* **Exercise**
Please rewrite every line of the records below as a numbered list, skipping blank lines and leaving the pictures out.

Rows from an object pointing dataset
******************************

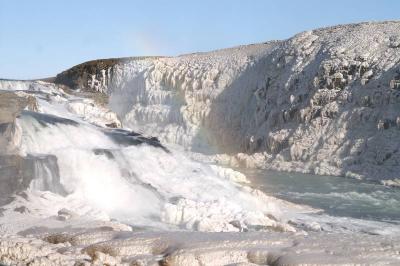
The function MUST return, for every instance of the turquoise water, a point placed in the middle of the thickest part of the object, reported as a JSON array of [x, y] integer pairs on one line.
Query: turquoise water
[[336, 196]]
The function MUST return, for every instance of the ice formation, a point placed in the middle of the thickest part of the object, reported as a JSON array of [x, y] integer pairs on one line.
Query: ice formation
[[325, 101], [136, 144]]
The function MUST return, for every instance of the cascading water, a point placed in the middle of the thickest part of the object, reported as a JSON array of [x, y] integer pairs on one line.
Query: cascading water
[[135, 179]]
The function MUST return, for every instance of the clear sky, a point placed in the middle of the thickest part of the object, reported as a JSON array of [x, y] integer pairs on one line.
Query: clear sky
[[40, 38]]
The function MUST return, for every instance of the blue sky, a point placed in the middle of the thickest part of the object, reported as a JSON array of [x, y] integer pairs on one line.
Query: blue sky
[[40, 38]]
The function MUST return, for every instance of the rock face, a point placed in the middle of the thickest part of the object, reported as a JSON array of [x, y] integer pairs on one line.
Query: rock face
[[325, 101]]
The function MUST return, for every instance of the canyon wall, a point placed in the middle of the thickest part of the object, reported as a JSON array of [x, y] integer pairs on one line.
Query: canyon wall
[[325, 101]]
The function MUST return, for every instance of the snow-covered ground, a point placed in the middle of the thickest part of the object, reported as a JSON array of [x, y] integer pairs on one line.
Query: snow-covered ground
[[135, 182], [324, 101]]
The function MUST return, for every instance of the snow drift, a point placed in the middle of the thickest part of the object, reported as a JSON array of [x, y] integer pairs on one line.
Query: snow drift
[[325, 101]]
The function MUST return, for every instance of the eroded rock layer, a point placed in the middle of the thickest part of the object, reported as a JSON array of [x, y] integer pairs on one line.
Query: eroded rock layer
[[326, 101]]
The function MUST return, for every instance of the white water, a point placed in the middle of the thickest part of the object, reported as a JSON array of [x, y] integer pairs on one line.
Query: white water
[[139, 184]]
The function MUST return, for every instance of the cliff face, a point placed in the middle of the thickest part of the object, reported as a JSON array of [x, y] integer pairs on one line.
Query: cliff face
[[325, 101]]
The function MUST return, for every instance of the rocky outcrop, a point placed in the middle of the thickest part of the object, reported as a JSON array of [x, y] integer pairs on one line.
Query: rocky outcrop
[[325, 101], [16, 169]]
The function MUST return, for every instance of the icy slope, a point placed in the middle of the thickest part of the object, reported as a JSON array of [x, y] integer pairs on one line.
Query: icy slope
[[68, 159], [325, 101]]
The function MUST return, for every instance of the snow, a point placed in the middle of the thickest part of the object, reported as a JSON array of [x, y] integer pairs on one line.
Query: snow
[[324, 101]]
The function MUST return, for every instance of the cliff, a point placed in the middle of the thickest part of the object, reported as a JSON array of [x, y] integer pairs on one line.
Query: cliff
[[325, 101]]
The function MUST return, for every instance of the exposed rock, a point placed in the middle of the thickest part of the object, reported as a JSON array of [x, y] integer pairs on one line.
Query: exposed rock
[[322, 91]]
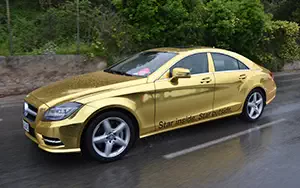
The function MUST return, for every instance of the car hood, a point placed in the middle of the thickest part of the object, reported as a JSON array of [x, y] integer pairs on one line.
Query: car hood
[[80, 86]]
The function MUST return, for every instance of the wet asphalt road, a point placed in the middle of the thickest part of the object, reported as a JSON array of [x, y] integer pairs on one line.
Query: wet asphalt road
[[268, 157]]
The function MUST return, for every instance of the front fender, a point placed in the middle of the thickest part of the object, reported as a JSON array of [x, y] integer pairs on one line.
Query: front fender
[[116, 102]]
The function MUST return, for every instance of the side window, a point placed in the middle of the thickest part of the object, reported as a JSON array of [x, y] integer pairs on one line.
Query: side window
[[224, 62], [196, 63], [242, 66]]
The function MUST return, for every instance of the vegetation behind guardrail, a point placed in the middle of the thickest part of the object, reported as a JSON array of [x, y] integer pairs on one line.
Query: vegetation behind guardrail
[[120, 27]]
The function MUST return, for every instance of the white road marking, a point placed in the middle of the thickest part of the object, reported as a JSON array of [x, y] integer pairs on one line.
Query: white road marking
[[11, 105], [230, 137]]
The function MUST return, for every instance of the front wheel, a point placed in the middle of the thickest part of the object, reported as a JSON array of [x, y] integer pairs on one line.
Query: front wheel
[[109, 136], [254, 106]]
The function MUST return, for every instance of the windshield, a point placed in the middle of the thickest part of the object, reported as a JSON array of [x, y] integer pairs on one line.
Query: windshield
[[141, 64]]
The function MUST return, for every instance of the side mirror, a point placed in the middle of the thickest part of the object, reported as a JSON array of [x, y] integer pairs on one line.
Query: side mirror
[[180, 73]]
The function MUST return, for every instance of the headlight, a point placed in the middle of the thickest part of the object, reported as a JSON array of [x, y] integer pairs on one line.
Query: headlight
[[62, 111]]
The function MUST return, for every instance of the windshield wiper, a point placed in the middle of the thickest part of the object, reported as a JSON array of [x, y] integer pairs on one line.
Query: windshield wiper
[[117, 72]]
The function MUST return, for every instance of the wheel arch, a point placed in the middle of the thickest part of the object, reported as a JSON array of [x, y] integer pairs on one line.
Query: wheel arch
[[119, 108], [259, 87]]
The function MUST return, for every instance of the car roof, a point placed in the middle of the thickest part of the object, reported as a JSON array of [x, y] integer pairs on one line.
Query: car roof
[[179, 49]]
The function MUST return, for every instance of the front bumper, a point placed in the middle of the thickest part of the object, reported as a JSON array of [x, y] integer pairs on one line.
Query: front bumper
[[67, 131]]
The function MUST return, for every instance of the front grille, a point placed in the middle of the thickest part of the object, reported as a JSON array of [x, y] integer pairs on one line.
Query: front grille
[[30, 112], [52, 141]]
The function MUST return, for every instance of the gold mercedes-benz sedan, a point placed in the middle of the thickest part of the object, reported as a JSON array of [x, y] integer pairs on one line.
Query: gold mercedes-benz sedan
[[103, 113]]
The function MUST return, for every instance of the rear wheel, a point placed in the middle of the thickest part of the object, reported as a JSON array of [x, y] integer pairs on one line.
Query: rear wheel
[[254, 105], [109, 136]]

******************************

* **Worked solution**
1. The function MUST return, for every instance of the turquoise water, a point placed in the middle of the thickest part of the object, reported as a JSON array of [x, y] integer pairs on one line.
2. Query: turquoise water
3. [[336, 196]]
4. The function MUST return, for every instance of the ice formation, a point placed in the middle of the thickest part of the object, reported as a JSON array of [x, y] integer pairs on one line.
5. Query: ice formation
6. [[325, 101], [136, 144]]
7. The function MUST return, for every instance of the cascading water, a point placed in the middle of the thickest part of the object, reported as a JSON array of [x, y] integer pairs on one line.
8. Query: cascading water
9. [[135, 179]]
10. The function MUST return, for every instance of the clear sky, a point placed in the middle of the thickest part of the object, reported as a JSON array of [x, y] integer pairs on one line.
11. Query: clear sky
12. [[40, 38]]
13. The function MUST return, for every instance of the blue sky, a point placed in the middle of the thickest part of the object, reported as a JSON array of [x, y] integer pairs on one line.
14. Query: blue sky
15. [[40, 38]]
16. The function MUST return, for every instance of the rock face, a point placed in the middle of the thickest part of the object, reported as a JSON array of [x, y] integer pairs on one line.
17. Query: rock face
18. [[325, 101]]
19. The function MUST return, for every instance of the canyon wall, a point placed in the middle of the thickest part of the object, reported as a JSON array of [x, y] integer pairs on one line.
20. Query: canyon wall
21. [[325, 101]]
22. The function MUST return, for every instance of the snow-covered ground, a point placed in the middle of the thickest part of the object, reported as a JSON array of [x, y] integer pairs on one line.
23. Query: snow-covered ground
24. [[135, 182], [324, 101]]
25. The function MUST return, for every instance of the snow drift, a point placed in the middle of the thickest part of the object, reported as a JSON array of [x, y] integer pairs on one line.
26. Query: snow drift
27. [[325, 101]]
28. The function MUST return, for every instance of the eroded rock layer, a point placed in the middle of the thickest part of the object, reported as a JSON array of [x, y] integer pairs on one line.
29. Query: eroded rock layer
30. [[326, 101]]
31. The function MUST return, for every instance of the white water, a point placed in the middle of the thickest part of the object, reported as a JSON array of [x, y] integer pairs on one line.
32. Query: white water
33. [[139, 184]]
34. The function MUST return, for every instance of the cliff face, a point placed in the middle of the thickest part of the object, reported as a JSON array of [x, y] integer pairs on one line.
35. Query: cliff face
36. [[325, 101]]
37. The function MUST return, for every instance of the rocky outcrop, a point placed in the middle of the thickest part of the object, reported as a JSON array of [x, y] integer pairs on one line.
38. Query: rocky outcrop
39. [[325, 101], [16, 169]]
40. The function MUST return, for every instance of the icy slope, a point placed in the middle of the thickest part of the object, reported as a JSON array of [x, y] integer pairs on one line.
41. Query: icy slope
42. [[68, 159], [325, 101]]
43. The function MUST return, for every instance of the snow, a point placed in the middle of the thickest part of the object, reported as a JSON array of [x, y] integer pairs on one line.
44. Query: snow
45. [[324, 101]]
46. The function MUST return, for every instance of the cliff, a point placed in the middle of the thickest part of the object, reported as a JSON array of [x, y] integer pairs on one line.
47. Query: cliff
48. [[325, 101]]
49. The function MUST return, for every instance of the exposed rock, a point placed in the middle of the thickest part of the object, reported as a JSON array of [x, y] integer pairs on one line.
50. Query: exposed rock
51. [[322, 91]]
52. The function MUST return, for every instance of the car hood, a point placed in the middle of the thickest part of the object, reported as a JSON array of [x, y] integer pairs on one line.
53. Query: car hood
54. [[80, 86]]
55. The function MUST return, for every instance of the wet asphalt road, a point placed in the middle of the thickest part of the object, reported as a JSON array of [x, y] integer pairs on one line.
56. Query: wet asphalt road
57. [[268, 157]]
58. The function MUST return, for every instance of the front fender, a point placed in the middle of the thickest part of the object, reported as a JSON array of [x, y] integer pairs on one line.
59. Query: front fender
60. [[116, 102]]
61. The function MUST return, for every instance of the side window, a point placed in the middle of the thickest part of the object, reported as a JSON array of [x, y] integer pairs on one line.
62. Query: side window
63. [[224, 62], [196, 63], [242, 66]]
64. The function MUST return, for every instance of the vegetation behind guardrail, a point placed in the middle of the thickest part of the object, reported as a JSON array of [x, y] integer pairs on one line.
65. Query: vegetation behind guardrail
66. [[120, 27]]
67. The function MUST return, for every instance of the white road marking, a point placed in the middle of the thickest part of the object, reported as a JSON array of [x, y] integer pairs on one line.
68. Query: white road marking
69. [[11, 105], [230, 137]]
70. The function MUST return, for every instance of the front wheel, a point placed in the middle of the thickest part of the object, reported as a JSON array of [x, y] integer pairs on one line.
71. Query: front wheel
72. [[109, 136], [254, 106]]
73. The function MUST return, for every instance of the windshield, a point placed in the middle of the thickest part of the object, reported as a JSON array of [x, y] integer pairs on one line.
74. Query: windshield
75. [[141, 64]]
76. The function MUST return, for every instance of the side mirror, a point placed in the middle of the thickest part of the object, reported as a JSON array of [x, y] integer pairs on one line.
77. Query: side mirror
78. [[180, 73]]
79. The function MUST return, for every instance of the headlight, a point placed in the middle of the thickest part of the object, reported as a JSON array of [x, y] integer pairs on one line.
80. Query: headlight
81. [[62, 111]]
82. The function MUST return, for every instance of the windshield wiper, a point placed in the middle of the thickest part of the object, reported as a JSON array of [x, y] integer pairs on one line.
83. Query: windshield wiper
84. [[117, 72]]
85. The function MUST return, for every instance of the wheel arch, a point placed in the middle of the thickest part of the object, reported as a JSON array of [x, y] integer pairs on one line.
86. Query: wheel arch
87. [[119, 108], [259, 87]]
88. The function MUST return, for every instance of the car roof, a point placed in the middle of the thickest part of the object, reported as a JSON array of [x, y] integer pairs on one line.
89. Query: car roof
90. [[179, 49]]
91. The function MUST return, for every instance of the front bumper, a point placed in the middle of the thickest part of the object, reported as a JSON array of [x, y] integer pairs on one line.
92. Query: front bumper
93. [[67, 131]]
94. The function MUST return, for every instance of the front grille, a point placed in the middle of the thickest part of the object, reported as a JSON array of [x, y] integer pairs on one line.
95. Query: front grille
96. [[30, 112], [52, 141]]
97. The function MUST return, for every instance of the gold mercedes-benz sedan, a point placed in the middle of the thickest part of the object, reported as a JSON array of [x, y] integer pairs on one line.
98. Query: gold mercedes-benz sedan
99. [[103, 113]]
100. The function MUST return, for every instance of the rear wheel, a point placed in the middle of the thickest part of the object, reported as a JSON array of [x, y] integer pairs on one line.
101. Query: rear wheel
102. [[254, 105], [109, 136]]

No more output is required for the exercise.